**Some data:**

==========

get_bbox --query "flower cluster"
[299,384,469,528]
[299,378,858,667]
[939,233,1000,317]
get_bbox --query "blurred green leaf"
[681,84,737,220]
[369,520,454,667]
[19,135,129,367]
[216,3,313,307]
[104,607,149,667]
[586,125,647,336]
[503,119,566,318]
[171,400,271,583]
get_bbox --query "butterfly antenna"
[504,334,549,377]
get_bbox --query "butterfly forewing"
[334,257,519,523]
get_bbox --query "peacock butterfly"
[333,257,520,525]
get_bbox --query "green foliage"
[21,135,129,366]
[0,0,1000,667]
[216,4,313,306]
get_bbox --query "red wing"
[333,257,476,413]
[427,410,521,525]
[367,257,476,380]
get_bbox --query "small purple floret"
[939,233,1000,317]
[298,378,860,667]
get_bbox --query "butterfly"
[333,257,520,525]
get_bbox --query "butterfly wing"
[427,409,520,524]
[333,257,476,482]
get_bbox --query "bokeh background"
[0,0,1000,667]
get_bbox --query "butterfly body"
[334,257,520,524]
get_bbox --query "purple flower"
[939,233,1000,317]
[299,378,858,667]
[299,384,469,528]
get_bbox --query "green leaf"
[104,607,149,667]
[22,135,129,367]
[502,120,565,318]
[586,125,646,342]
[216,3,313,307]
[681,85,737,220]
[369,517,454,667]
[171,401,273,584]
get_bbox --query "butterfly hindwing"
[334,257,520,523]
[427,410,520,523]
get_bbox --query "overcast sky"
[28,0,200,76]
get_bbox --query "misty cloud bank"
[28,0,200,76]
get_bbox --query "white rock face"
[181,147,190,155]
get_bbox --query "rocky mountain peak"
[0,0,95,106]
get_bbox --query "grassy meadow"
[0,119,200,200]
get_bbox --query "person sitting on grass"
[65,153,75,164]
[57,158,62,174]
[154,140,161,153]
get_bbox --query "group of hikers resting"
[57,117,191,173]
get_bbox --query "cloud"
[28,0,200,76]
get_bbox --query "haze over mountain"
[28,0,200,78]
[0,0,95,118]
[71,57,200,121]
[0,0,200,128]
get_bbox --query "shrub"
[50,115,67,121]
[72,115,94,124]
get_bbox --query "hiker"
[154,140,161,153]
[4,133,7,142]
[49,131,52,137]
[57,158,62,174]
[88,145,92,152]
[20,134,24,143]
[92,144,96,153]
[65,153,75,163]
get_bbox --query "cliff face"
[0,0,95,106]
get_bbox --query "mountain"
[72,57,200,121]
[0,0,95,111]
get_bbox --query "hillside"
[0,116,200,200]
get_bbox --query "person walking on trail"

==========

**Challenge:** Recast the stretch from the start of the data above through the line containing "[367,257,476,380]" as a JSON list of strings, one string per line, with blank lines left out.

**Reply to the task:**
[
  "get_bbox --query \"flower cluster\"",
  "[299,384,469,528]",
  "[299,378,858,667]",
  "[939,233,1000,317]",
  "get_bbox --query \"blurred green leaf\"",
  "[681,84,737,220]",
  "[369,520,454,667]",
  "[19,135,129,367]",
  "[216,3,313,307]",
  "[104,607,149,667]",
  "[586,125,647,336]",
  "[503,119,566,318]",
  "[171,400,271,583]",
  "get_bbox --query \"butterfly antenna\"",
  "[504,334,549,377]",
  "get_bbox --query \"butterfly forewing\"",
  "[334,257,519,523]",
  "get_bbox --query \"peacock butterfly\"",
  "[333,257,520,525]",
  "get_bbox --query \"green foliage\"",
  "[21,135,129,366]",
  "[0,0,1000,667]",
  "[216,4,313,306]",
  "get_bbox --query \"red wing\"",
  "[333,257,476,413]",
  "[427,410,521,525]",
  "[367,257,476,380]"
]